[Selected excerpt start]

When Hector argues first to give Helen to the Greeks he acknowledges that this would be right and just, but we know that by this time he has already issued the challenge of combat that we are led to believe is for Achilles, and not Ajax, the one he logically would want to re−fight if his only desire was to "save face" for himself. "This challenge that the gallant Hector sends, ⁄ However it is spread in general name, ⁄ Relates in purpose only to Achilles" (I.iii.315−17). In order to stay true to his own set of values, Hector feels he cannot repent of the challenge and so he reverses his stance—he must agree in resolution, not principle, to keep Helen because he feels this is the only way to save his own and all of Troy's military and political dignity. It is the [page 267] prior vow made with words that prompts his action of continued fighting.

[Selected excerpt end]
[Dataset extract start]

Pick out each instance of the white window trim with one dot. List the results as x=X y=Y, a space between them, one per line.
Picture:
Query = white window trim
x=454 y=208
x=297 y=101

[Dataset extract end]

Task to carry out
Reproduce the passage about Hector's reversal on keeping Helen word for word, in full, and nothing else.

Task result
When Hector argues first to give Helen to the Greeks he acknowledges that this would be right and just, but we know that by this time he has already issued the challenge of combat that we are led to believe is for Achilles, and not Ajax, the one he logically would want to re−fight if his only desire was to "save face" for himself. "This challenge that the gallant Hector sends, ⁄ However it is spread in general name, ⁄ Relates in purpose only to Achilles" (I.iii.315−17). In order to stay true to his own set of values, Hector feels he cannot repent of the challenge and so he reverses his stance—he must agree in resolution, not principle, to keep Helen because he feels this is the only way to save his own and all of Troy's military and political dignity. It is the [page 267] prior vow made with words that prompts his action of continued fighting.